▶ [WHAT THE TASK ASKS]: Can you set down word for word everything in the year-end inventory passage from "I typically ask" down to "counting with zero.)"?

▶ [EXERCISE PASSAGE]:
I typically ask my husband how his day went when he comes home from work and the other day he said, “Well, we got inventory done.” It took me by surprise that the last day of the month already was upon us and in this case, it also was the last day of the year and decade. (I start counting with zero.)

The thought was a triple slap in the face. It’s the end, or more to the point, a completion, of a month, of a year and a decade, and what have I done? Where did the time go? Oh my gosh, I have a hard time remembering what I did in November, much less 2011. But if I had an inventory record, I would be able to see in a flash the highlights of the months and years. For my family, 2019 will definitely go down as the year we bought a mountain log-cabin. But there have been many, many important experiences along the way that I am sure I would have to think hard to remember.

I don’t think it’s that our memories get poor as we get old, but rather that they get overloaded with the sheer volume of memories over a lifetime, like a computer that’s out of RAM. That maybe a little supercilious of me, but I think it’s true. Have you noticed how the year – summer – used to stretch on and on forever when you were 5- or 6-years old but now it zips by before you know it? Have you noticed that it seems to take forever to travel to somewhere, but half the time to return home? The are-we-there-yet syndrome only seems to apply when you’re going to grandma and grandpa’s house, not when you’re coming home. I think this is our brain adapting. It’s new going to; been-there-done-that going home. While every event in our lives is new and unique, I think our brain starts to skip over somethings that we’ve done over and over -walk the dog, try a new recipe, have coffee with a friend. Each day we do the same things, but each day is new and unique.

▶ [Collected data]:
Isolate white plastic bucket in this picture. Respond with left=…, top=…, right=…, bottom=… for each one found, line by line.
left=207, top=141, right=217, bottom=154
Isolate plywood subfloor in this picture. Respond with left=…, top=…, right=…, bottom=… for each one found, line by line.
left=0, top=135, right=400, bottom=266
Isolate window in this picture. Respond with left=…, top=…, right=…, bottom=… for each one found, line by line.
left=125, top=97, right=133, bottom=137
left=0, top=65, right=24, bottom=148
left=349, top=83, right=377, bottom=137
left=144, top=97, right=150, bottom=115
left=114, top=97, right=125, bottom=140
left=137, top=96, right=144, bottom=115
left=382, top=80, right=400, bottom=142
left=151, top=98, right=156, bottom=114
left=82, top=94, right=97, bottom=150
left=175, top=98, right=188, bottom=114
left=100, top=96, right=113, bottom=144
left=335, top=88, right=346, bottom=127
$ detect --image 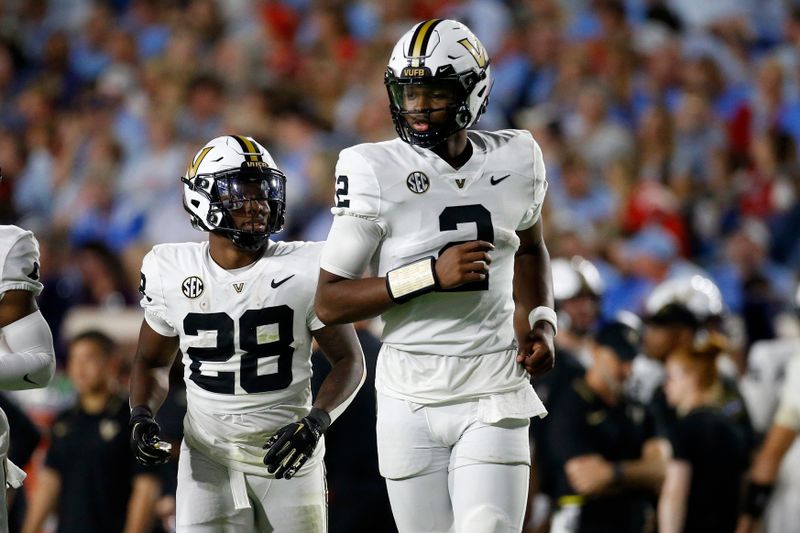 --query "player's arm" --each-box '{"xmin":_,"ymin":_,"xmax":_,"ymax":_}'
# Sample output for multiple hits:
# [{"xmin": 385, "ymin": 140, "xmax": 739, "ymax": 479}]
[
  {"xmin": 315, "ymin": 215, "xmax": 494, "ymax": 324},
  {"xmin": 313, "ymin": 324, "xmax": 367, "ymax": 422},
  {"xmin": 0, "ymin": 290, "xmax": 56, "ymax": 390},
  {"xmin": 130, "ymin": 319, "xmax": 179, "ymax": 465},
  {"xmin": 22, "ymin": 466, "xmax": 61, "ymax": 533},
  {"xmin": 514, "ymin": 218, "xmax": 556, "ymax": 375},
  {"xmin": 264, "ymin": 324, "xmax": 367, "ymax": 479},
  {"xmin": 658, "ymin": 459, "xmax": 692, "ymax": 533}
]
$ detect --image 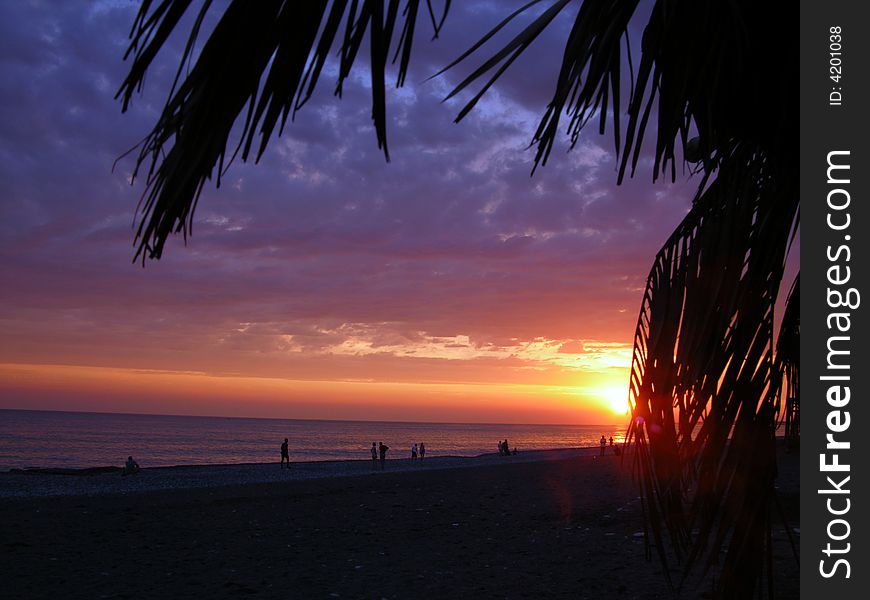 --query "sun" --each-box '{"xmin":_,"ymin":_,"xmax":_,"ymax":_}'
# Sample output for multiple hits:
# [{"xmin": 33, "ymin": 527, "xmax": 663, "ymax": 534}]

▶ [RESPONSE AREA]:
I typically ask my husband how his day went when he comes home from work and the other day he said, “Well, we got inventory done.” It took me by surprise that the last day of the month already was upon us and in this case, it also was the last day of the year and decade. (I start counting with zero.)